### INSTRUCTION
Transcribe all the entries word for word, but omit the images.

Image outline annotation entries

━━━━━━

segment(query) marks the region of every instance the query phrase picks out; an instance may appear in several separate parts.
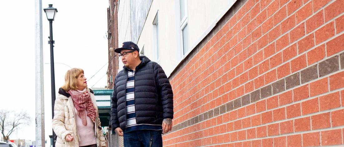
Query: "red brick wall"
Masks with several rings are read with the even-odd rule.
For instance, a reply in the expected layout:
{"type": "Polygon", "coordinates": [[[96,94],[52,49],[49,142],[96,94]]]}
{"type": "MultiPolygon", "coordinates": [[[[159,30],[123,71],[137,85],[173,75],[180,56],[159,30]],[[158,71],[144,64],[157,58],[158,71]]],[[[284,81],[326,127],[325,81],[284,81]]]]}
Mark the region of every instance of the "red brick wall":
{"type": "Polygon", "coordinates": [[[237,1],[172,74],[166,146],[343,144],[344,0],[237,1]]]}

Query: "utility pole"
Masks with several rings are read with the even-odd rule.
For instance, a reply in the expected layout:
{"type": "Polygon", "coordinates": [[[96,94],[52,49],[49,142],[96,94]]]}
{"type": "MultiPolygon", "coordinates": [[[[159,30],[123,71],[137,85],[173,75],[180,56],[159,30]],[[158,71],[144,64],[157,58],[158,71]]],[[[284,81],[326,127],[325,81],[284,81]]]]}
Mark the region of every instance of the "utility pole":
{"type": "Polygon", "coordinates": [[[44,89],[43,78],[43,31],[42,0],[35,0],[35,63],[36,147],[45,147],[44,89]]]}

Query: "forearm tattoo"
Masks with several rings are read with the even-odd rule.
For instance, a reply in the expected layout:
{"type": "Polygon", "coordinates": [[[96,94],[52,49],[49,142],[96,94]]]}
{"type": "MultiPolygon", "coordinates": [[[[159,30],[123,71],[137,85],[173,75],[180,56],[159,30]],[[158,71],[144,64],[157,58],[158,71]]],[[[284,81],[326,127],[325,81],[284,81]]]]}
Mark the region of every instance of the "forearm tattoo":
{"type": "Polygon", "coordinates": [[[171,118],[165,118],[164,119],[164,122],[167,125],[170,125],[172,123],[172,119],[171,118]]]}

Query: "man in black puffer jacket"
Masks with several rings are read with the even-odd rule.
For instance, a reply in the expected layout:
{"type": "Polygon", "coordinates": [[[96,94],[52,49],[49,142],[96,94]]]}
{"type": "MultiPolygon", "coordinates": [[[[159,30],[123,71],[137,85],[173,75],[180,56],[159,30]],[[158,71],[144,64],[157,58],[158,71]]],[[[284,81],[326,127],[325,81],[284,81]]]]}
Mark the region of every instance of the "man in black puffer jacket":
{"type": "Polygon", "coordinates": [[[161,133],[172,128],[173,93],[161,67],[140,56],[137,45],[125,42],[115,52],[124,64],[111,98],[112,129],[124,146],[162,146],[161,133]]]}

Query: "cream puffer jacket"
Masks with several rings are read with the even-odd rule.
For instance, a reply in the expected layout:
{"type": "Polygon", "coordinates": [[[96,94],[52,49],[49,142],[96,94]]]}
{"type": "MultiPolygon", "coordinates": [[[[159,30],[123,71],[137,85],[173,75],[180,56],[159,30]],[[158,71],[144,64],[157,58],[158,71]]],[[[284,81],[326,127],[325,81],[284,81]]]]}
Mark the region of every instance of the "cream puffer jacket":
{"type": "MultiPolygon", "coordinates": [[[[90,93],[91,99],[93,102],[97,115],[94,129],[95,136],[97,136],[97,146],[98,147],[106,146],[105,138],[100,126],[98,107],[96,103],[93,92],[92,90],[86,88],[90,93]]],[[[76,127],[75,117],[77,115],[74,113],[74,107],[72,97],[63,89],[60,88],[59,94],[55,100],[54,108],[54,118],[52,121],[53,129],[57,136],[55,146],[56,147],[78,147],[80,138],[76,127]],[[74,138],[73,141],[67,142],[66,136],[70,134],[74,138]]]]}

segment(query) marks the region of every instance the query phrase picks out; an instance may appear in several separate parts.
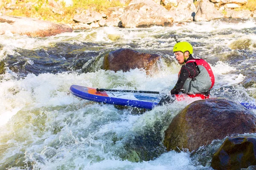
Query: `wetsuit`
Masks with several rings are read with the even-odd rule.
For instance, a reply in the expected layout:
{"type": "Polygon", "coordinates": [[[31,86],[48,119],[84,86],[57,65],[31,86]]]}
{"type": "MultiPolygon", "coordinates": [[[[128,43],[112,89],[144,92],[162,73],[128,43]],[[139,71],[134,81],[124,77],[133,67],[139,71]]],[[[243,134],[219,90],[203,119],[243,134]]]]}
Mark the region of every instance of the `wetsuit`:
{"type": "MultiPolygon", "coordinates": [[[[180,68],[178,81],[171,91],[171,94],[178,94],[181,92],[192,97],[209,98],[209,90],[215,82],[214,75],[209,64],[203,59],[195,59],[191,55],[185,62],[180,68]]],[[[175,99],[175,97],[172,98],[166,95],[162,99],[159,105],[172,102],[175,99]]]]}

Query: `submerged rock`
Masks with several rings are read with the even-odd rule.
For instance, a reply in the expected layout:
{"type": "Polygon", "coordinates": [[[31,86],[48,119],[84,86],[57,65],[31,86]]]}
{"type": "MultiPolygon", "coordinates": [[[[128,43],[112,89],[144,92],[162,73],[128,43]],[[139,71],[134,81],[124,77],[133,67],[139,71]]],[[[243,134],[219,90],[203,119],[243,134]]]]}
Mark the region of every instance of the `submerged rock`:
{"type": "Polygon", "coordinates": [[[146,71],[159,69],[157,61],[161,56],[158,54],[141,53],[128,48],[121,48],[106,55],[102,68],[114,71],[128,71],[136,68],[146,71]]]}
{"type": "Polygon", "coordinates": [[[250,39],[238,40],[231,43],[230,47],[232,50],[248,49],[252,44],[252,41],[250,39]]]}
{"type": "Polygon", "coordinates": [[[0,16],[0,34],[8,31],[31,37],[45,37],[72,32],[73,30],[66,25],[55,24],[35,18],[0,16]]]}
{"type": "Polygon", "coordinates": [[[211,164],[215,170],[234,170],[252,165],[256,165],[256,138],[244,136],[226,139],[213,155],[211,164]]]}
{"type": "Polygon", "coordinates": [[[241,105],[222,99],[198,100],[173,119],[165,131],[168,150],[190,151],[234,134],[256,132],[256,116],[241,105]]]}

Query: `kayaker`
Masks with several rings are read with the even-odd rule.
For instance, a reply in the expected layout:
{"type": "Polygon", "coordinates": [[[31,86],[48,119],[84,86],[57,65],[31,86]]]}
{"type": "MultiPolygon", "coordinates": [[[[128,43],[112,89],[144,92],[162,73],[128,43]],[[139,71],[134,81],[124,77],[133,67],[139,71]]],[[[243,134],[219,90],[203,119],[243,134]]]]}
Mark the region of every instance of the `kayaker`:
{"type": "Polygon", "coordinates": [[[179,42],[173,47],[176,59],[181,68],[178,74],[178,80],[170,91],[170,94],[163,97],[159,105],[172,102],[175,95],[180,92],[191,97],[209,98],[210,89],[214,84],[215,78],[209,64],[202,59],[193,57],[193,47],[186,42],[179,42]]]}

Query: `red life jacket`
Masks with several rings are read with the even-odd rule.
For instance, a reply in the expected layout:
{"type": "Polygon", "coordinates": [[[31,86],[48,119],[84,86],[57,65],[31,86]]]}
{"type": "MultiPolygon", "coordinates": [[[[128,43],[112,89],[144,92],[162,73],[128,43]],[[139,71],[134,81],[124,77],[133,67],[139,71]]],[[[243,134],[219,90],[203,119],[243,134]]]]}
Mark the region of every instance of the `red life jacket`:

━━━━━━

### ANSWER TO THIS EXERCISE
segment(query) marks the region of every instance the query phrase picks out; an instance may appear in several separate parts.
Query: "red brick wall"
Masks with several rings are read with the even-odd rule.
For instance, a reply in the expected layout:
{"type": "Polygon", "coordinates": [[[96,94],[52,49],[49,142],[96,94]]]}
{"type": "MultiPolygon", "coordinates": [[[[159,30],[123,71],[137,85],[173,75],[180,56],[159,30]],[[158,71],[144,64],[157,58],[158,71]]],[[[284,81],[326,127],[325,81],[284,81]]]]}
Mark the region of every instance of the "red brick wall":
{"type": "Polygon", "coordinates": [[[237,1],[172,74],[166,146],[343,144],[344,0],[237,1]]]}

Query: "utility pole"
Masks with several rings are read with the even-odd rule.
For instance, a reply in the expected layout:
{"type": "Polygon", "coordinates": [[[96,94],[52,49],[49,142],[96,94]]]}
{"type": "MultiPolygon", "coordinates": [[[[159,30],[123,71],[137,85],[173,75],[180,56],[159,30]],[[158,71],[144,64],[157,58],[158,71]]],[[[284,81],[326,127],[325,81],[284,81]]]]}
Mark the region of every instance of the "utility pole":
{"type": "Polygon", "coordinates": [[[44,89],[43,78],[43,31],[42,0],[35,0],[35,63],[36,147],[45,147],[44,89]]]}

Query: "forearm tattoo"
Masks with several rings are read with the even-odd rule.
For instance, a reply in the expected layout:
{"type": "Polygon", "coordinates": [[[96,94],[52,49],[49,142],[96,94]]]}
{"type": "MultiPolygon", "coordinates": [[[[159,30],[123,71],[137,85],[173,75],[180,56],[159,30]],[[158,71],[144,64],[157,58],[158,71]]],[[[284,81],[326,127],[325,81],[284,81]]]]}
Mark the region of every instance of the "forearm tattoo":
{"type": "Polygon", "coordinates": [[[171,118],[165,118],[164,119],[164,122],[167,125],[170,125],[172,123],[172,119],[171,118]]]}

Query: "man in black puffer jacket"
Masks with several rings are read with the even-odd rule.
For instance, a reply in the expected layout:
{"type": "Polygon", "coordinates": [[[96,94],[52,49],[49,142],[96,94]]]}
{"type": "MultiPolygon", "coordinates": [[[[159,30],[123,71],[137,85],[173,75],[180,56],[159,30]],[[158,71],[144,64],[157,58],[158,71]]],[[[284,81],[326,127],[325,81],[284,81]]]]}
Mark the region of every instance of the "man in black puffer jacket":
{"type": "Polygon", "coordinates": [[[161,133],[172,128],[173,93],[161,67],[140,56],[137,45],[125,42],[115,52],[124,64],[111,98],[112,129],[124,146],[162,146],[161,133]]]}

Query: "cream puffer jacket"
Masks with several rings are read with the even-odd rule.
For instance, a reply in the expected layout:
{"type": "Polygon", "coordinates": [[[96,94],[52,49],[49,142],[96,94]]]}
{"type": "MultiPolygon", "coordinates": [[[[159,30],[123,71],[137,85],[173,75],[180,56],[159,30]],[[158,71],[144,64],[157,58],[158,71]]],[[[284,81],[326,127],[325,81],[284,81]]]]}
Mark the region of every instance of the "cream puffer jacket":
{"type": "MultiPolygon", "coordinates": [[[[90,93],[91,99],[93,102],[97,115],[94,129],[95,136],[97,136],[97,146],[98,147],[106,146],[105,138],[100,126],[98,107],[96,103],[93,92],[92,90],[86,88],[90,93]]],[[[76,127],[75,117],[77,115],[74,113],[74,107],[72,97],[63,89],[60,88],[59,94],[55,100],[54,108],[54,118],[52,121],[53,129],[57,136],[55,146],[56,147],[78,147],[80,138],[76,127]],[[74,138],[73,141],[67,142],[66,136],[70,134],[74,138]]]]}

segment(query) marks the region of every instance the query phrase picks out; an instance may appear in several separate parts.
Query: `wetsuit`
Masks with several rings are read with the even-odd rule.
For instance, a reply in the expected layout:
{"type": "Polygon", "coordinates": [[[31,86],[48,119],[84,86],[57,65],[31,86]]]}
{"type": "MultiPolygon", "coordinates": [[[[128,43],[112,89],[144,92],[162,73],[128,43]],[[139,71],[134,81],[124,77],[133,67],[139,71]]],[[[243,134],[219,90],[203,119],[243,134]]]]}
Mark the region of every instance of the `wetsuit`:
{"type": "MultiPolygon", "coordinates": [[[[180,68],[178,81],[171,91],[171,94],[178,94],[181,92],[192,97],[209,98],[209,90],[215,82],[214,75],[209,64],[203,59],[195,59],[191,55],[185,62],[180,68]]],[[[175,99],[175,97],[172,98],[166,95],[162,99],[159,105],[172,102],[175,99]]]]}

Query: `submerged rock`
Masks with several rings are read with the even-odd rule.
For instance, a reply in the expected layout:
{"type": "Polygon", "coordinates": [[[31,86],[48,119],[84,86],[57,65],[31,86]]]}
{"type": "MultiPolygon", "coordinates": [[[[128,43],[112,89],[144,92],[162,73],[128,43]],[[139,71],[134,81],[124,77],[133,67],[139,71]]],[[[243,134],[219,90],[203,119],[243,134]]]]}
Mark the region of every instance of the `submerged rock`:
{"type": "Polygon", "coordinates": [[[146,71],[159,69],[157,61],[161,56],[158,54],[141,53],[128,48],[121,48],[106,55],[102,68],[114,71],[128,71],[136,68],[146,71]]]}
{"type": "Polygon", "coordinates": [[[250,39],[238,40],[231,43],[230,47],[232,50],[248,49],[252,44],[252,41],[250,39]]]}
{"type": "Polygon", "coordinates": [[[0,16],[0,34],[8,31],[31,37],[45,37],[72,32],[73,30],[66,25],[55,24],[35,18],[0,16]]]}
{"type": "Polygon", "coordinates": [[[211,164],[215,170],[234,170],[252,165],[256,165],[256,138],[244,136],[226,139],[213,155],[211,164]]]}
{"type": "Polygon", "coordinates": [[[241,105],[222,99],[198,100],[173,119],[165,131],[168,150],[190,151],[234,134],[256,132],[256,116],[241,105]]]}

Query: `kayaker`
Masks with several rings are read with the even-odd rule.
For instance, a reply in the expected layout:
{"type": "Polygon", "coordinates": [[[31,86],[48,119],[84,86],[57,65],[31,86]]]}
{"type": "MultiPolygon", "coordinates": [[[[128,43],[112,89],[144,92],[162,73],[128,43]],[[139,71],[134,81],[124,77],[133,67],[139,71]]],[[[243,134],[219,90],[203,119],[243,134]]]]}
Mark the region of every instance of the `kayaker`:
{"type": "Polygon", "coordinates": [[[179,42],[173,47],[176,59],[181,68],[178,74],[178,80],[170,91],[170,94],[163,97],[159,105],[172,102],[175,95],[180,92],[191,97],[209,98],[210,89],[214,84],[215,78],[209,64],[202,59],[193,57],[193,47],[186,42],[179,42]]]}

Query: `red life jacket`
Masks with several rings are read with the even-odd rule.
For instance, a reply in the expected layout:
{"type": "Polygon", "coordinates": [[[31,86],[48,119],[84,86],[57,65],[31,86]]]}
{"type": "MultiPolygon", "coordinates": [[[[128,43],[112,89],[144,92],[162,73],[128,43]],[[139,71],[134,81],[124,77],[133,67],[139,71]]],[[[243,134],[219,90],[203,119],[243,134]]]]}
Mark the region of every instance of the `red life jacket`:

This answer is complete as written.